-- BEGIN --

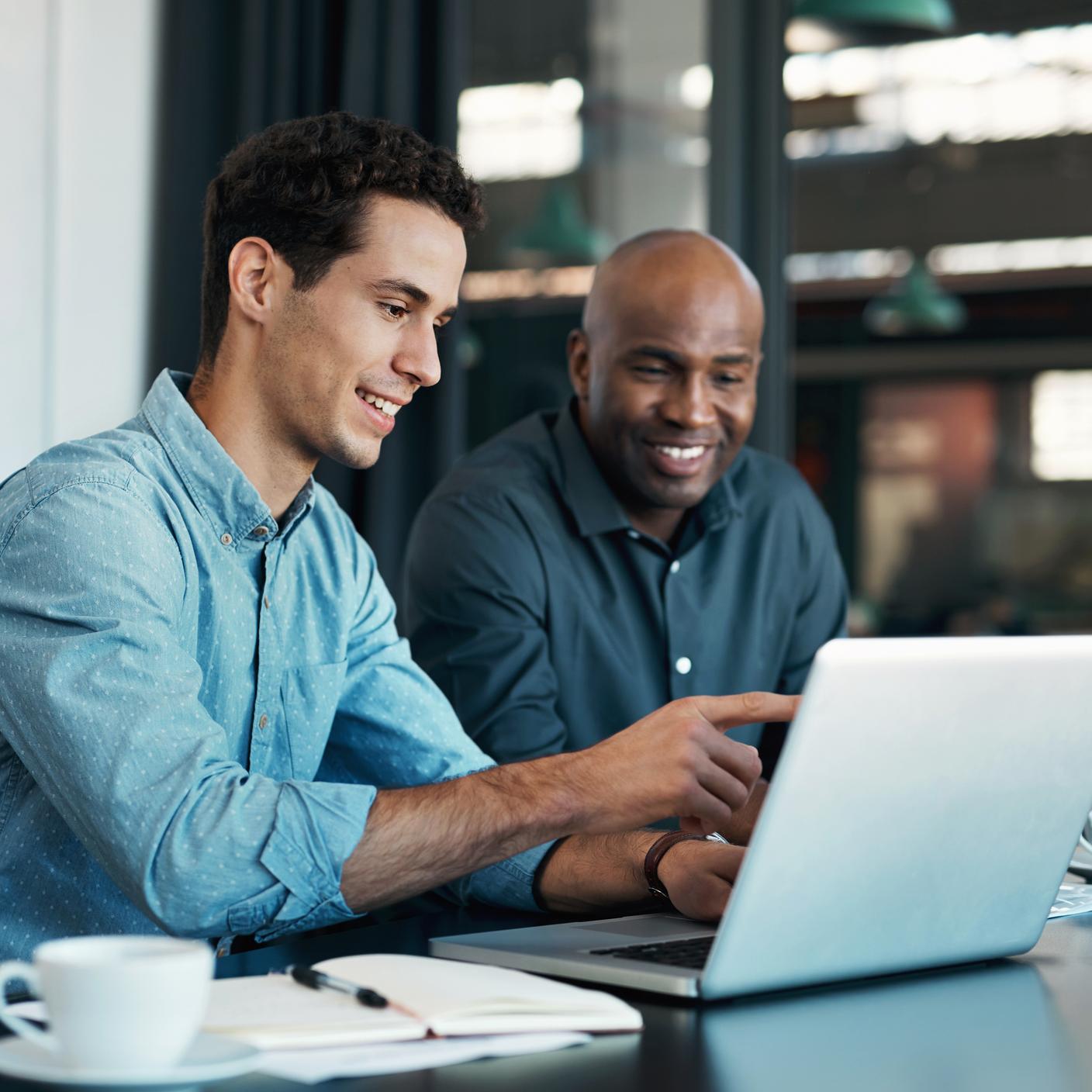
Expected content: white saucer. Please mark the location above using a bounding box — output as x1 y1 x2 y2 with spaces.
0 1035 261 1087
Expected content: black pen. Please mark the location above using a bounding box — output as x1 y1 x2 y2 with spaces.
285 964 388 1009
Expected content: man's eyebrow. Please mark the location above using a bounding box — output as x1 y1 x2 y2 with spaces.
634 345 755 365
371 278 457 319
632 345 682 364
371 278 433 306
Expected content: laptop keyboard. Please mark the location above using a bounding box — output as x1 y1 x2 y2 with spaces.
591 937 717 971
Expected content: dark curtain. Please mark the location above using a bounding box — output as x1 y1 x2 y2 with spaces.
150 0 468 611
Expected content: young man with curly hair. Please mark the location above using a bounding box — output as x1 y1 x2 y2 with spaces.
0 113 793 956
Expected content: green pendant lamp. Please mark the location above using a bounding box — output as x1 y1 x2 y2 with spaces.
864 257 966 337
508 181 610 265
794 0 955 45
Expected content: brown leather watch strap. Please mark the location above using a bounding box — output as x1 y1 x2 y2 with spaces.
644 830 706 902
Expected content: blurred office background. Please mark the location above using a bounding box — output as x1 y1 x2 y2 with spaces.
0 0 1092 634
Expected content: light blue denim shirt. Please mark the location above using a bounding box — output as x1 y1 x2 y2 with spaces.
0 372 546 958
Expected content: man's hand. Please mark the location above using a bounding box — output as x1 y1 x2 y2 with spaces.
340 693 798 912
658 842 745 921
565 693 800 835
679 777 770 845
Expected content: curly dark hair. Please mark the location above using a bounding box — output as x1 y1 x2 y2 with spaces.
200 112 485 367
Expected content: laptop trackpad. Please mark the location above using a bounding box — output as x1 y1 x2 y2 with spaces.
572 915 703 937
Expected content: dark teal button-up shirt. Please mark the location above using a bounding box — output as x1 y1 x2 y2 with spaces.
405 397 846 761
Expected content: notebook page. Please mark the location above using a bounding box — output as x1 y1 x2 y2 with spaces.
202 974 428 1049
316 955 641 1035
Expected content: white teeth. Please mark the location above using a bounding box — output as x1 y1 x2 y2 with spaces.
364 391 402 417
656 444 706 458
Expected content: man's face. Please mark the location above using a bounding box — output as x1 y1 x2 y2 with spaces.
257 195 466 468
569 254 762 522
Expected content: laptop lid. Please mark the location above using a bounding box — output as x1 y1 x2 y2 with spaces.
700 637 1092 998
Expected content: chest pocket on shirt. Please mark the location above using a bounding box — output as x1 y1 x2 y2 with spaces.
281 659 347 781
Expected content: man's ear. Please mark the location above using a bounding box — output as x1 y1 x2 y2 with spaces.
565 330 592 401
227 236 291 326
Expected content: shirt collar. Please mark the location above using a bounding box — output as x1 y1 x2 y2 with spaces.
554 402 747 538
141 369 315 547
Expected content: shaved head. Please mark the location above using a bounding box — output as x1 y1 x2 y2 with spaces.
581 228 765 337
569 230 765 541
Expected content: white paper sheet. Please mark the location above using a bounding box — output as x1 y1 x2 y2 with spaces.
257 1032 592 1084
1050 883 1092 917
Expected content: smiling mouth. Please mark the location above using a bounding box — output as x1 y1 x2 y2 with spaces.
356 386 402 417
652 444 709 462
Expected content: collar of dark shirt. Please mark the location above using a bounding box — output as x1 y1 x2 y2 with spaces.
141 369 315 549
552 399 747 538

-- END --
-- BEGIN --

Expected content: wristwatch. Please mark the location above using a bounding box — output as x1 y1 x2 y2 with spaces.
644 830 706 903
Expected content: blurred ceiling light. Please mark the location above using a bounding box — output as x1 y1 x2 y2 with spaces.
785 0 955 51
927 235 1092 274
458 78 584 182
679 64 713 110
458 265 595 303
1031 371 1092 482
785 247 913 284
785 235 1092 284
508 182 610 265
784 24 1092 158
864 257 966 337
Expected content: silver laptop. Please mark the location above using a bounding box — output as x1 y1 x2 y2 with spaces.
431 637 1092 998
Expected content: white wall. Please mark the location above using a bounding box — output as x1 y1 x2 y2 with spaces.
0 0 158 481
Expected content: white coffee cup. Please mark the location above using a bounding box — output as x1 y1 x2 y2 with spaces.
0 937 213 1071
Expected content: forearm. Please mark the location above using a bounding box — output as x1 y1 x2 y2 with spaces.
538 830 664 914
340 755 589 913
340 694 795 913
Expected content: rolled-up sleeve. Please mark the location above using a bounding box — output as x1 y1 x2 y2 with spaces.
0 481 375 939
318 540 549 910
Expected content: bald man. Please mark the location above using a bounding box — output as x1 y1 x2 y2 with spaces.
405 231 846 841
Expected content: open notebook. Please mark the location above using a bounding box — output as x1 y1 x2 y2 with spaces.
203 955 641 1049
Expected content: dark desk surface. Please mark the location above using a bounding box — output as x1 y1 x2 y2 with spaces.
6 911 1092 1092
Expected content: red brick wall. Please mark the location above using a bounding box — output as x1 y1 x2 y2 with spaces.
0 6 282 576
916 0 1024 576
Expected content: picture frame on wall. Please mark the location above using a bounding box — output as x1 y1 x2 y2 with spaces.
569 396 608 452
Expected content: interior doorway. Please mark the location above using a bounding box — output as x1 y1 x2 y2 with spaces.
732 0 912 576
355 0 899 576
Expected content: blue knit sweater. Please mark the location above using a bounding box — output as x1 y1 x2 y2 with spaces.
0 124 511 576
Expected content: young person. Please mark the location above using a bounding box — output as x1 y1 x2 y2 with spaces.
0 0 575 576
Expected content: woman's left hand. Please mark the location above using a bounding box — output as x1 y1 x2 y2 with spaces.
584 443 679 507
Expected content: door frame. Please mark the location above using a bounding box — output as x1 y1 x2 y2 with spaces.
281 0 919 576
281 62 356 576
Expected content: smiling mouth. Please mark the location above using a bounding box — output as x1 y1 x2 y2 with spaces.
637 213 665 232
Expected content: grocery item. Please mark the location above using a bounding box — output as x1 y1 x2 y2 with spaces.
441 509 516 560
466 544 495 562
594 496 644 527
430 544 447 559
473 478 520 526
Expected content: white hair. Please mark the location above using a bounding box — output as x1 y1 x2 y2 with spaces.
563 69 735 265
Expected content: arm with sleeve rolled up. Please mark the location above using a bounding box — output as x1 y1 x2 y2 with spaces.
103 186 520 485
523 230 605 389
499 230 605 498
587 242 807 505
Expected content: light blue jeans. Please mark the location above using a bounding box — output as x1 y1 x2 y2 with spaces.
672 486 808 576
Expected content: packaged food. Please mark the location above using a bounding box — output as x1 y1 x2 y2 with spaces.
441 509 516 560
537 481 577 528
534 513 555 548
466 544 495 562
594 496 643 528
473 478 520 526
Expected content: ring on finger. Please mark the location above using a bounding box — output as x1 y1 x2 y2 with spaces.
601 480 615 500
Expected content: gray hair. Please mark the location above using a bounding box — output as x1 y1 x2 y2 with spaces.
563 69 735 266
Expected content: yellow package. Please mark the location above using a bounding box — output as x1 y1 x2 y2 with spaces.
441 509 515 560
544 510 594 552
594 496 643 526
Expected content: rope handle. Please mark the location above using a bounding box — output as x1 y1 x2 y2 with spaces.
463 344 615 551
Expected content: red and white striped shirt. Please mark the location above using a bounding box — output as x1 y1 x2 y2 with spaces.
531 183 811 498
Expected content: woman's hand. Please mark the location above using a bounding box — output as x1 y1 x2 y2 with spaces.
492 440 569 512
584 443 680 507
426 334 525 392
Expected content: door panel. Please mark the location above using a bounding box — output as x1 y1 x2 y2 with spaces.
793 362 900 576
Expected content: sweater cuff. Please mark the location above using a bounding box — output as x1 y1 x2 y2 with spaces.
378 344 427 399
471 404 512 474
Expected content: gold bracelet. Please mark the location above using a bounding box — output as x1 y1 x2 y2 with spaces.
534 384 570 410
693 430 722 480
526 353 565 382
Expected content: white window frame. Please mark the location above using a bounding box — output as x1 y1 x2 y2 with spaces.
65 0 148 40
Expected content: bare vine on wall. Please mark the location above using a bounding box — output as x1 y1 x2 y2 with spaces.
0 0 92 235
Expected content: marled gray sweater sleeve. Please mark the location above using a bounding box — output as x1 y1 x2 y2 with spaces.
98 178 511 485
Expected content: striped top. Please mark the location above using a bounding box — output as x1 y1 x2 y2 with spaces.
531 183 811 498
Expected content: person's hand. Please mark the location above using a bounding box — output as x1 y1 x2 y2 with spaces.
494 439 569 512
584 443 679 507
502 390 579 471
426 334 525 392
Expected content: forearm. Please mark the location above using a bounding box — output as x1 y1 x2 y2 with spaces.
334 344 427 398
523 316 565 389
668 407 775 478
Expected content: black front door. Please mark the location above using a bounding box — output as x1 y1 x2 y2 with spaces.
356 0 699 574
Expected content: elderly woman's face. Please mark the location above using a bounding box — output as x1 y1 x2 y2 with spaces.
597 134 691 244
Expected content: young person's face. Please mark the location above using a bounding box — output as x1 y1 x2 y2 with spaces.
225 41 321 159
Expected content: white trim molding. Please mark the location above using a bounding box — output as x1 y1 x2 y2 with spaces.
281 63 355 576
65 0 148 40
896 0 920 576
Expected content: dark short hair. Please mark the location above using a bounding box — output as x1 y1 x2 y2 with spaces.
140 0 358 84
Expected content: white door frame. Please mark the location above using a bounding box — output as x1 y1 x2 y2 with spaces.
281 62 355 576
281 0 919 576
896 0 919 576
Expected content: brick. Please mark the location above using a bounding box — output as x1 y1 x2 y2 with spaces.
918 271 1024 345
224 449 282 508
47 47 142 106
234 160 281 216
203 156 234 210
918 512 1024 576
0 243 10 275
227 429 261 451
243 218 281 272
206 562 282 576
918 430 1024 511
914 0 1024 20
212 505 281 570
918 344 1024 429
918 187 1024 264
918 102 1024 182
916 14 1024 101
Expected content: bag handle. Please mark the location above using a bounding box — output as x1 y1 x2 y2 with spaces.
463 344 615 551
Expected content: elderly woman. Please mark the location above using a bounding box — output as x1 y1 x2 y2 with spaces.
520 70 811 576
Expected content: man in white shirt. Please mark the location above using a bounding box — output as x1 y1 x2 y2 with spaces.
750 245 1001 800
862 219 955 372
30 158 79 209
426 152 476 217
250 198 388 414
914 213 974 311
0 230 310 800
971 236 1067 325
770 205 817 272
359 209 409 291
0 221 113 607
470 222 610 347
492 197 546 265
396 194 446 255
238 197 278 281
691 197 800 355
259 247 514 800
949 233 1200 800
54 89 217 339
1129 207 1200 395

-- END --
-- BEGIN --

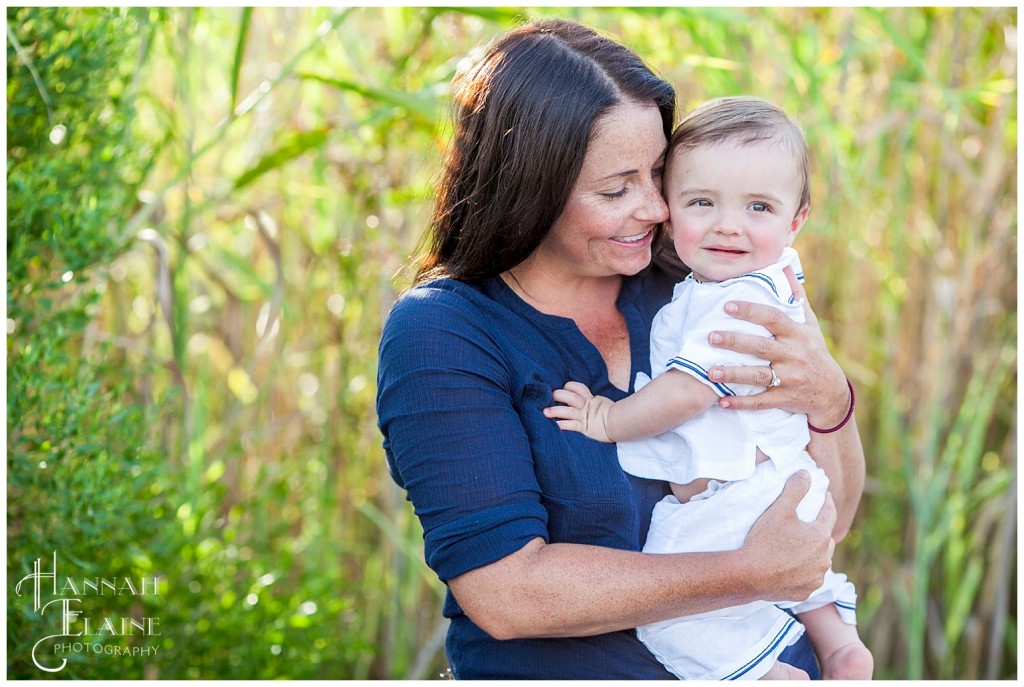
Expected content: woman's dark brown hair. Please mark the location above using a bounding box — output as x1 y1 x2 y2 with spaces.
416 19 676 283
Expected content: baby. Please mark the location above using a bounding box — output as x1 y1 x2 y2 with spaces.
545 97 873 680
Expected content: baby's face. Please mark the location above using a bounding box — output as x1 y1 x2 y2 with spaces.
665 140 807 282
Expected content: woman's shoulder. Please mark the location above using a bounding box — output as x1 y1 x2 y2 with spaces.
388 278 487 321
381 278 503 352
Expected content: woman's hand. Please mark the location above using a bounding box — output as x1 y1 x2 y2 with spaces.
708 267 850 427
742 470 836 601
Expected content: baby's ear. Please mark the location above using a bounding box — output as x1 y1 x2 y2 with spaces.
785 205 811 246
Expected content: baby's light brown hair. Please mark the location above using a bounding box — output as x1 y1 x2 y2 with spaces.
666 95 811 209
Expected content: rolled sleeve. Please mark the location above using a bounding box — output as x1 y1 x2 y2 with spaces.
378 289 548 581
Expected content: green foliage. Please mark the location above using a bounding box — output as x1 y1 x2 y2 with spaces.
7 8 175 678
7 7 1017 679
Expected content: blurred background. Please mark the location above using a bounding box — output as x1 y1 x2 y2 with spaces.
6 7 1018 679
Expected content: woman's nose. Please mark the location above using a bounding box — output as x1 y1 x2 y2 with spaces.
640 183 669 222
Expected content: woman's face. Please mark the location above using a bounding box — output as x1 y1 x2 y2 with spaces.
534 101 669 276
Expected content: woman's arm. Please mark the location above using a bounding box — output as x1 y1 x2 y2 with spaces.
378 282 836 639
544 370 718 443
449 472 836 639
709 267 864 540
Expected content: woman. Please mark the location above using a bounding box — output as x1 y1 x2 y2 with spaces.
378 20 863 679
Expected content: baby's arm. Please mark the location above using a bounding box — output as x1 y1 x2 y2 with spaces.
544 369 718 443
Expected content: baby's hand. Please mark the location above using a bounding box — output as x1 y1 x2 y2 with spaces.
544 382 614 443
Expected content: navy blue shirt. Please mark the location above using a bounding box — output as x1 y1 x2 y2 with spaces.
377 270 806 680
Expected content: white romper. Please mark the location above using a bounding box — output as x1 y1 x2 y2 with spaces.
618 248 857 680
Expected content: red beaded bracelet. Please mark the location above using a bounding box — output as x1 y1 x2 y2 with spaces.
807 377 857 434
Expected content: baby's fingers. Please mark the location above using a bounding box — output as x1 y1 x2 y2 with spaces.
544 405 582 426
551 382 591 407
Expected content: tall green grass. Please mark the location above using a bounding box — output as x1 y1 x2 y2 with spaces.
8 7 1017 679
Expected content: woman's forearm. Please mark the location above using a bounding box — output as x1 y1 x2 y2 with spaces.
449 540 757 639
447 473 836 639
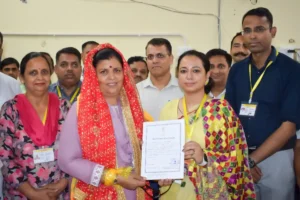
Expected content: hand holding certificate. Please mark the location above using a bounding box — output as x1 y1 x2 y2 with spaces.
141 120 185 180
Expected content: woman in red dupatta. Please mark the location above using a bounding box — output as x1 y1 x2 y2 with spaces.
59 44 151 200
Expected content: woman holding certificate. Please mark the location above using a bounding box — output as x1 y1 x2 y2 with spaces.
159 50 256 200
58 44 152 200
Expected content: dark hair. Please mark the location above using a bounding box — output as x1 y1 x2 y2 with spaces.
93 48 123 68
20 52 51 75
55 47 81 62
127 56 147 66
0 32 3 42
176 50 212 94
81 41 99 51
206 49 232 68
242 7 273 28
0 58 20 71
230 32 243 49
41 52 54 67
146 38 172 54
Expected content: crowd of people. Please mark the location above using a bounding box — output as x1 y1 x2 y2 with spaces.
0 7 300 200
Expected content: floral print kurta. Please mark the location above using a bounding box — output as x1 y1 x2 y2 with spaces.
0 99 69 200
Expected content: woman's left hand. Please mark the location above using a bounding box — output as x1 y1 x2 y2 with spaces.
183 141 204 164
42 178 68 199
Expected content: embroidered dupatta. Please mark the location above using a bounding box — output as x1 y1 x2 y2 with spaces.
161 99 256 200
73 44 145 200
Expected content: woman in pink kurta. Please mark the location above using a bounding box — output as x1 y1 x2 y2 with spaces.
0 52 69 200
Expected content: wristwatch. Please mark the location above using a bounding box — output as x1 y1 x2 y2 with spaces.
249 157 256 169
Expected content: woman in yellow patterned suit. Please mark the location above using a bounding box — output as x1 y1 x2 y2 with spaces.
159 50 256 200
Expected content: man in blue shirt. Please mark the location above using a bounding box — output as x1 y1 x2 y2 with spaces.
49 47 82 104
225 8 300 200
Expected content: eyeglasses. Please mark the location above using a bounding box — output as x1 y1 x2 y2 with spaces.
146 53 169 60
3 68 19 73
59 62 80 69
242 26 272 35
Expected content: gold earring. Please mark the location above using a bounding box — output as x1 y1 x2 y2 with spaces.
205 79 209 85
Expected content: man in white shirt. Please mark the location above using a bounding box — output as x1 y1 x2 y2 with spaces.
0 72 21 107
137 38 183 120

-- END --

SHORT PROBLEM -
Copy out everything from the line with "Expected content: white window" down to the line with "668 407 775 478", both ends included, shifting every bounding-box coordinate in the answers up by 41 and leaving all other data as it is.

ANSWER TO THE TASK -
Expected content: white window frame. Please mark the location above using a bounding box — output as x1 y1 x2 y2 with spaces.
106 41 189 81
Expected content: bare vine on wall. Please mark the location above using a bounding box — output as x1 y1 x2 y2 with spaces.
41 41 133 276
Expected content: marled gray sweater sleeve. Please mark the location above using a bounding box — output as x1 y1 x2 y2 with spaces.
139 219 552 526
Expected content: striped top. Please mark the location above using a bounding box — output as x1 y1 x2 y2 with spaces.
572 224 852 539
Expected content: person's hand. Please mark the location above using a bounding box — output as x1 y1 x2 y2 with spaces.
535 480 610 553
625 484 720 548
543 431 620 512
467 375 566 433
Expected content: forearm. Please mark the location above using a bounding box — output as x1 y1 x2 y2 with spaces.
375 385 468 439
564 357 606 430
709 448 816 519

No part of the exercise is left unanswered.